» **Problem to work on**:
Please give again, exactly and only, the stretch of lines from the one containing "One pin marks each instance of the high-rise" to the end of the entries below.

» **Provided data**:
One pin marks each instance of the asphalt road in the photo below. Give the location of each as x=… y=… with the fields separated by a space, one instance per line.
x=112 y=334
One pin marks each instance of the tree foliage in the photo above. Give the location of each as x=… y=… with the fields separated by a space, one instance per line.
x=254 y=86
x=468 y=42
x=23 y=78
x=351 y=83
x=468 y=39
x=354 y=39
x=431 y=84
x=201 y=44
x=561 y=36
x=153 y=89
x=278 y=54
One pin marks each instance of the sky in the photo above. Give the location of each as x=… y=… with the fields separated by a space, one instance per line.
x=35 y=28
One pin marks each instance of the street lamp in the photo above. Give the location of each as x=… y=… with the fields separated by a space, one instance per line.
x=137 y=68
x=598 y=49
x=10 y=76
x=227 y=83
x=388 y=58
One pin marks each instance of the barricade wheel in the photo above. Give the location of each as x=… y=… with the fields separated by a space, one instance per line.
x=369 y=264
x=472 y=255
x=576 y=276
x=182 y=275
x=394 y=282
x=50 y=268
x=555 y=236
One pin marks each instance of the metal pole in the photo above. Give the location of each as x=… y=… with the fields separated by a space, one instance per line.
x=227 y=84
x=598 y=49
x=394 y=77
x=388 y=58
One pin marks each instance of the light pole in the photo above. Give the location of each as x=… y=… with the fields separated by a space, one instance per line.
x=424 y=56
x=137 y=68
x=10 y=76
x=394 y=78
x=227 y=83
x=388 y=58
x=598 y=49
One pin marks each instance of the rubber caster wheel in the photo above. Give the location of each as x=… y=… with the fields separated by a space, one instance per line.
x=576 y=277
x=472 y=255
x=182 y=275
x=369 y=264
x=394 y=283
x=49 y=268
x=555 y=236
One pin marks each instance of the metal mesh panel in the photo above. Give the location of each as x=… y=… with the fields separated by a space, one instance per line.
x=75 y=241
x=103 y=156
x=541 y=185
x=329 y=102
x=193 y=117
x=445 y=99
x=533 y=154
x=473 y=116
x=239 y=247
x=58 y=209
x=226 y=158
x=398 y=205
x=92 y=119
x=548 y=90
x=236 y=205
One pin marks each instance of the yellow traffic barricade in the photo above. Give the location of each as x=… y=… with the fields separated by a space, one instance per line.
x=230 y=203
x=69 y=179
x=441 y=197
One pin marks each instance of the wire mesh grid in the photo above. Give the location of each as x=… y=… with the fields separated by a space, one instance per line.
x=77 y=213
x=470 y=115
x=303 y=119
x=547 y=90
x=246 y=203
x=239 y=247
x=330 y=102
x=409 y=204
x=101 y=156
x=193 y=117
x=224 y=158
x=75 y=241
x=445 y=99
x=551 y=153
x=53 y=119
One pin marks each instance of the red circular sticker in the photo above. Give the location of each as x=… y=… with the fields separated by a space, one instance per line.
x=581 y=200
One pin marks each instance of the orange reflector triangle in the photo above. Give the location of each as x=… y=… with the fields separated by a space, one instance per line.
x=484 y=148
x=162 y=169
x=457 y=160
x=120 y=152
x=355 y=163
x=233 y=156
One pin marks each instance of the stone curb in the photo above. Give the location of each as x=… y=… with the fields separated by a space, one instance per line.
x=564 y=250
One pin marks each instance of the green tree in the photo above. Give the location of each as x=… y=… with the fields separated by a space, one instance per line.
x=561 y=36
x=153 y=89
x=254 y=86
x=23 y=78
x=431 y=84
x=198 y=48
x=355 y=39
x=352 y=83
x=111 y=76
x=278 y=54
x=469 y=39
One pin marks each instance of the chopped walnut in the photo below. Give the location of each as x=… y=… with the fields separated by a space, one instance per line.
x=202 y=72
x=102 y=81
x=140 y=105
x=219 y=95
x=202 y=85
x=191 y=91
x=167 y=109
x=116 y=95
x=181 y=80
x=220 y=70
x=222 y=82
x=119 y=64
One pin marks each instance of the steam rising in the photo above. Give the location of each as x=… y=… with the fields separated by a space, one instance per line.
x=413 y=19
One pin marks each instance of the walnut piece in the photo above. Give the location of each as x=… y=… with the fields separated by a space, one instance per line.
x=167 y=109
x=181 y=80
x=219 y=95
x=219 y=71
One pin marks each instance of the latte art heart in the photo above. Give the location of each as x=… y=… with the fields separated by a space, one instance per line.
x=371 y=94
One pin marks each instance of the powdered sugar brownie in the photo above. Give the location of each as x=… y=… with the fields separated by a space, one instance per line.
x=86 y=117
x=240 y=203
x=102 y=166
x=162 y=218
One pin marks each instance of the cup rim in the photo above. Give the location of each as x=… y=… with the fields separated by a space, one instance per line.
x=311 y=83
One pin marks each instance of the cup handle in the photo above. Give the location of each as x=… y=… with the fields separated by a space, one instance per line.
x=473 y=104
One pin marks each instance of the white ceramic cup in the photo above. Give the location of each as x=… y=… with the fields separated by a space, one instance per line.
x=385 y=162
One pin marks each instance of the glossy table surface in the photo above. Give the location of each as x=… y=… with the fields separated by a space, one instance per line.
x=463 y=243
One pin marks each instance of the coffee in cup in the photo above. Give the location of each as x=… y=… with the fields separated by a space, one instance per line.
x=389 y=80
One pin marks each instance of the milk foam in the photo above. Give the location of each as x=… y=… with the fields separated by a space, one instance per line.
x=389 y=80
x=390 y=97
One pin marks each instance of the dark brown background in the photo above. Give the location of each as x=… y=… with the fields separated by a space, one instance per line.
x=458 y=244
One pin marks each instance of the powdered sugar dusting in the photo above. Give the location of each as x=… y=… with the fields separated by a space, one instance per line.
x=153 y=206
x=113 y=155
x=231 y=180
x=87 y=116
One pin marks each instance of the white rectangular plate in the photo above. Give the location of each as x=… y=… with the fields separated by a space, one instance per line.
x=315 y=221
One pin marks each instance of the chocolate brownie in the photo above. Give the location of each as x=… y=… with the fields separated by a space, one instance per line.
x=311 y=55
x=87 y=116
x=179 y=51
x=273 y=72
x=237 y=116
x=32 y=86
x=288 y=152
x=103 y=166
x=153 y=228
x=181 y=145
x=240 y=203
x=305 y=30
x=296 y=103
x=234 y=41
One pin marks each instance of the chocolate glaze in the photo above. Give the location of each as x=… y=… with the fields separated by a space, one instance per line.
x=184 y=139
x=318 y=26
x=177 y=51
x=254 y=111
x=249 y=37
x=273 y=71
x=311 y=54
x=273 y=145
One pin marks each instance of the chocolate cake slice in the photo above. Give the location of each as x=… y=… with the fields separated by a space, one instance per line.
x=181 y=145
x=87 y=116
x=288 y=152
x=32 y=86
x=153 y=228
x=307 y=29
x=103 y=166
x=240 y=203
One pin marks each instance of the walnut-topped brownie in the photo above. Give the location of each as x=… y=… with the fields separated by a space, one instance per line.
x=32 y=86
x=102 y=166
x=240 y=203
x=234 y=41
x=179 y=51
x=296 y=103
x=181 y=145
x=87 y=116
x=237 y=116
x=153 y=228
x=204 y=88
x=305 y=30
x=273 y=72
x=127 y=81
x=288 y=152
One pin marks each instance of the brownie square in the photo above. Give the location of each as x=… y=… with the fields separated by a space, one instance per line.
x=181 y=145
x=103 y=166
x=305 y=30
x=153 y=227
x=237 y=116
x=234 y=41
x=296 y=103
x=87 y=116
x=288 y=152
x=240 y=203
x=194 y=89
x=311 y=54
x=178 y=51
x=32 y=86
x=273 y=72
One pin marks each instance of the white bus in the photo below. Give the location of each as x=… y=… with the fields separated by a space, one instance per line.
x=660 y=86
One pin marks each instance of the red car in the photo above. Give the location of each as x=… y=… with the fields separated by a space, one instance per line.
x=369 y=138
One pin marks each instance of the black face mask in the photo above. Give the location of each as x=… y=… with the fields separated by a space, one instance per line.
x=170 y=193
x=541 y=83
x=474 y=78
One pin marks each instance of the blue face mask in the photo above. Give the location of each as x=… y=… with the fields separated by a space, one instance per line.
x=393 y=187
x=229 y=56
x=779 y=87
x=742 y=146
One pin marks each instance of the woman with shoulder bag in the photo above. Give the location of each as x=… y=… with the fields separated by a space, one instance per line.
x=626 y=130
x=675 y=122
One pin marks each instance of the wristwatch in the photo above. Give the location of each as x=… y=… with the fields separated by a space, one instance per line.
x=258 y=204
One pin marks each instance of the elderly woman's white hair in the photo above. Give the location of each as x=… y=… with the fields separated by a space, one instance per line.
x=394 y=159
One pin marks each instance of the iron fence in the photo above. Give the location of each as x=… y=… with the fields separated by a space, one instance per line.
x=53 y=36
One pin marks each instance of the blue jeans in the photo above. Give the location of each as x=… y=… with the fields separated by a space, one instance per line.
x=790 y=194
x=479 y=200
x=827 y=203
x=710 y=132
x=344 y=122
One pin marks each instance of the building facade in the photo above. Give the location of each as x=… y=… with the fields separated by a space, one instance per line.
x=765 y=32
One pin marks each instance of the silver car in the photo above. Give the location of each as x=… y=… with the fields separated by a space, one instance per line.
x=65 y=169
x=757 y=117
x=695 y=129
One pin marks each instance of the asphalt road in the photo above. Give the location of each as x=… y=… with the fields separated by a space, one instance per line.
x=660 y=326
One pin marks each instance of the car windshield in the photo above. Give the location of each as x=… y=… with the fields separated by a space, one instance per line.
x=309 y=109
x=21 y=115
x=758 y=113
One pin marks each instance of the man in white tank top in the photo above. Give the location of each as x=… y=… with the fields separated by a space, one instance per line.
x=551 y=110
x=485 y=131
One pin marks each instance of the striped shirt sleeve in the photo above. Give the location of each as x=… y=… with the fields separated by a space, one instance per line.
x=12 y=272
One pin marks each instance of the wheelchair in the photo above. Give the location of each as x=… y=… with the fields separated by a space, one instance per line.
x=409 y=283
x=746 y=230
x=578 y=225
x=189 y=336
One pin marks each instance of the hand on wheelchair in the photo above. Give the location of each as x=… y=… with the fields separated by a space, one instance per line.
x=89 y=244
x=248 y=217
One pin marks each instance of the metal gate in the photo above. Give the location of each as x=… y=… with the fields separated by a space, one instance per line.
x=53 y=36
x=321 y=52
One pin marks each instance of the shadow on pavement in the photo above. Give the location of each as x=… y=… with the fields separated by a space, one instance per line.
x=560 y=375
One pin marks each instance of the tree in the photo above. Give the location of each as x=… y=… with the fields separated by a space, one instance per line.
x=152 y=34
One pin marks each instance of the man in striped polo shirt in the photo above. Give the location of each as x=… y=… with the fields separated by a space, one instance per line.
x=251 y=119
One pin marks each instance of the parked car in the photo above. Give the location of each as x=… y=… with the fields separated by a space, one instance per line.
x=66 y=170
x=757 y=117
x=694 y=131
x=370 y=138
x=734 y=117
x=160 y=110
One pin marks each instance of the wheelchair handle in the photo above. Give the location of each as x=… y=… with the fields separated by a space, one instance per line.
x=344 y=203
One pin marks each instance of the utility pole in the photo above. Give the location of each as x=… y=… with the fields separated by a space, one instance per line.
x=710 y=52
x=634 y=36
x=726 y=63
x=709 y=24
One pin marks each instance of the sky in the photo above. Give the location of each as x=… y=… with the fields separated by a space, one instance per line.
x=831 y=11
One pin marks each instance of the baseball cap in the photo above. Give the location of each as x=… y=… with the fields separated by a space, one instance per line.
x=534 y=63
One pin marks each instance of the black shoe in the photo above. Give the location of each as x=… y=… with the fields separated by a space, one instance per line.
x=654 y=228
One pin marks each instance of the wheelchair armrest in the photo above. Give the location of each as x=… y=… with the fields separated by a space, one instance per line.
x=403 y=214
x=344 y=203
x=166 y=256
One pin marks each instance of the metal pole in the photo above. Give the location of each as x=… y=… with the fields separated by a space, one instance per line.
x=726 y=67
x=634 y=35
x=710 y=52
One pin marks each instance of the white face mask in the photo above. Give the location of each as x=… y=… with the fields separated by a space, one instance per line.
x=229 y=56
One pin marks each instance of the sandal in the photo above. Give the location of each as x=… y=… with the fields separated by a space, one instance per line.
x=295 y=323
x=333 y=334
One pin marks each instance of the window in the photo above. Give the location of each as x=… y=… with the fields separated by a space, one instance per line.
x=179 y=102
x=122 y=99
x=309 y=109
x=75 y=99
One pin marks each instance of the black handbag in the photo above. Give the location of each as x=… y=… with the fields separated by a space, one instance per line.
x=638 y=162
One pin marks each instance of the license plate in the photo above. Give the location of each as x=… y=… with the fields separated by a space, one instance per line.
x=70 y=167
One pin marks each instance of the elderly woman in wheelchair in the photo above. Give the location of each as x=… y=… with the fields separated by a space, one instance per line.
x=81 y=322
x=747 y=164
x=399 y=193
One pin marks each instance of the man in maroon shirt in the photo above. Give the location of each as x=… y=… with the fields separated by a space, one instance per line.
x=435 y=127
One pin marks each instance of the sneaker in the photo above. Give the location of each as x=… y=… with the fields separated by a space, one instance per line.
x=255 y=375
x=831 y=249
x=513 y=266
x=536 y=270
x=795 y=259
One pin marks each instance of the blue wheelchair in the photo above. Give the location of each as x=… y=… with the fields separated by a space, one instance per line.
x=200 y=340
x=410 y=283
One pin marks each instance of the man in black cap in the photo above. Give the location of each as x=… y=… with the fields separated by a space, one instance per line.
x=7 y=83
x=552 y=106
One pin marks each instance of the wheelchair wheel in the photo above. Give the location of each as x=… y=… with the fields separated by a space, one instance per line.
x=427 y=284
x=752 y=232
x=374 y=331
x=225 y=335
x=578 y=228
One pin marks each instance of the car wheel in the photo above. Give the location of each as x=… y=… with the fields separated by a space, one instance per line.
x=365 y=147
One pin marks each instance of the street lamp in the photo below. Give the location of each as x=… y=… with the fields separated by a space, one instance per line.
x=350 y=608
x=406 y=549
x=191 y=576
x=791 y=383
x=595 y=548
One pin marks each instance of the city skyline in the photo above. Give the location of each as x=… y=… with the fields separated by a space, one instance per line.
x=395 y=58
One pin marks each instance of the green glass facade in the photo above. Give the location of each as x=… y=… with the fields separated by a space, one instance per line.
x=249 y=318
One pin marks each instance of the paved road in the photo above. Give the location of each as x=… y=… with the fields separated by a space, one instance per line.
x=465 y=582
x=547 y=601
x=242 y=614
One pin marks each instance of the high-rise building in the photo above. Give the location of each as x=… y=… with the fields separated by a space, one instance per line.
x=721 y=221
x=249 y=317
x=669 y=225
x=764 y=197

» **Solution to the exercise**:
One pin marks each instance of the high-rise building in the photo above. Give the location of each as x=… y=… with the fields separated by a space, one instance per line.
x=721 y=221
x=249 y=317
x=669 y=225
x=764 y=197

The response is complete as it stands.